=== WHAT THE EXERCISE ASKS ===
Count the lines below that contain the string "gray", and reply with that number alone.
┄┄┄┄┄┄┄┄┄┄
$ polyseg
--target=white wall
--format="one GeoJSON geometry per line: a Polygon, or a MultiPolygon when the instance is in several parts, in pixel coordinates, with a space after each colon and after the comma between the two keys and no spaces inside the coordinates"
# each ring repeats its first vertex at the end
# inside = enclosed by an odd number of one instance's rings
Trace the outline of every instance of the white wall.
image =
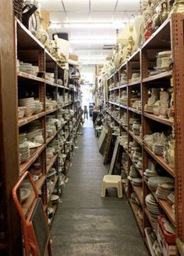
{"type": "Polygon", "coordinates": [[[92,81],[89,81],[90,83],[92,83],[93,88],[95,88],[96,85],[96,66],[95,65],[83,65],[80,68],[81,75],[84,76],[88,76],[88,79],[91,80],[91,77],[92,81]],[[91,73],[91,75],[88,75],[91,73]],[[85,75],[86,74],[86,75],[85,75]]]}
┄┄┄┄┄┄┄┄┄┄
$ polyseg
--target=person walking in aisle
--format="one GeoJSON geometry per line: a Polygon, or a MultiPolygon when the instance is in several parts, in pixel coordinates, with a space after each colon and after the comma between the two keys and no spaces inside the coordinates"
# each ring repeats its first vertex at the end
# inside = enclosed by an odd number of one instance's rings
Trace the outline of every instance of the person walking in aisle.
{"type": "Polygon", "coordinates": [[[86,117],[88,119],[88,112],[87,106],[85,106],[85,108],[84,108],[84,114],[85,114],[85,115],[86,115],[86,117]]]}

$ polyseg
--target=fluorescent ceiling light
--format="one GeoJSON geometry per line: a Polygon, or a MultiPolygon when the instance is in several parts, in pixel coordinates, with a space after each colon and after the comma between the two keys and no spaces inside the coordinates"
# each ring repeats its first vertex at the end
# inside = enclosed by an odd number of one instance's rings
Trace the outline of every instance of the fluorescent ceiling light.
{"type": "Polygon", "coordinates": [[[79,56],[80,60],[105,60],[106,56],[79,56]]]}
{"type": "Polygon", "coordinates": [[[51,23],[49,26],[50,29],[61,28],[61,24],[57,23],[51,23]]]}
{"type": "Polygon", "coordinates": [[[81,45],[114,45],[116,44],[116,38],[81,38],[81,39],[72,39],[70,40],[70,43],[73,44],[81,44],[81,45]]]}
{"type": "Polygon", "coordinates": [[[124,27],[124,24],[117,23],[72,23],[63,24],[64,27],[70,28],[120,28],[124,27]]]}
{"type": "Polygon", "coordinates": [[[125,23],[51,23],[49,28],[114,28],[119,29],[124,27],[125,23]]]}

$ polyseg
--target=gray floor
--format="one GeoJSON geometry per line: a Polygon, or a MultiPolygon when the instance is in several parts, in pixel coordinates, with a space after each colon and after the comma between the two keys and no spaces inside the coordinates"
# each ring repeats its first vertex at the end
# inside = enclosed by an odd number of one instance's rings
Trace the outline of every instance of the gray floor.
┄┄┄┄┄┄┄┄┄┄
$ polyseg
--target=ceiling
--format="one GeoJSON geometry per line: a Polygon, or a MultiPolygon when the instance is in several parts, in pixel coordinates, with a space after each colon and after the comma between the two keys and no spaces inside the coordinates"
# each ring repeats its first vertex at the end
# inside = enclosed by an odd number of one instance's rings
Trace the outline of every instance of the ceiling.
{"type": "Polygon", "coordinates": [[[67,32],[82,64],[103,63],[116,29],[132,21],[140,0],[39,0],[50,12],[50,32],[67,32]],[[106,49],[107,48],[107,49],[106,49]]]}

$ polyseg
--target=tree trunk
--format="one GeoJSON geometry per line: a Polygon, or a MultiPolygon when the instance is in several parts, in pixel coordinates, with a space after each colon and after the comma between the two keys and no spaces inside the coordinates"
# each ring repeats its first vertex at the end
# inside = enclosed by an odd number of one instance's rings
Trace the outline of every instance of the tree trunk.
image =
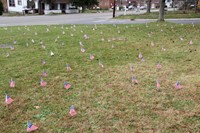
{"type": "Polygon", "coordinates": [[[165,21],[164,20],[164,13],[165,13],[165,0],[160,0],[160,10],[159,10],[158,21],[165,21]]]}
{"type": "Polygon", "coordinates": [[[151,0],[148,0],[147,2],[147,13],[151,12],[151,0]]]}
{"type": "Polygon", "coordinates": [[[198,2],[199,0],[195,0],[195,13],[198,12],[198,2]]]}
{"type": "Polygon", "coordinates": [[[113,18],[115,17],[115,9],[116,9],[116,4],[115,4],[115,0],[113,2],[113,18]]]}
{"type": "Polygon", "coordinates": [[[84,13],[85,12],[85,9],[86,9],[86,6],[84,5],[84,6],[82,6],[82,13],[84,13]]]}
┄┄┄┄┄┄┄┄┄┄
=== RIGHT ANSWER ===
2